===== Input material
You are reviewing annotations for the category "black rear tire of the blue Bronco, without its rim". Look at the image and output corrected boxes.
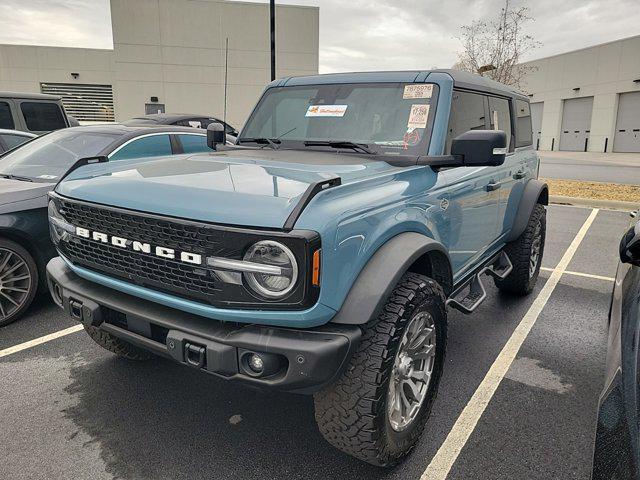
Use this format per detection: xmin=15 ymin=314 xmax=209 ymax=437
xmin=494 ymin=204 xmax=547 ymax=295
==========
===== Input material
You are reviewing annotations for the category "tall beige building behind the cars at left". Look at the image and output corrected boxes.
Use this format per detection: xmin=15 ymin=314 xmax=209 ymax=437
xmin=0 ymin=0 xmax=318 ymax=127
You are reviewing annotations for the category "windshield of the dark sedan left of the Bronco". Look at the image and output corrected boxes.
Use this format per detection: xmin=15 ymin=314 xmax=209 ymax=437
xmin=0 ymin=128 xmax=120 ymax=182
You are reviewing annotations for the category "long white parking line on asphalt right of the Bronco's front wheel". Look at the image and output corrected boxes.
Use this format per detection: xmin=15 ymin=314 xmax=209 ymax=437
==========
What to do: Look through the entries and copy every line in which the string "left" appears.

Solution to this problem:
You are reviewing annotations for the category "tall beige building behind the cars at left". Look at the image and output corrected boxes.
You are reviewing annotations for the category "windshield of the dark sedan left of the Bronco". Look at the image and output corrected boxes.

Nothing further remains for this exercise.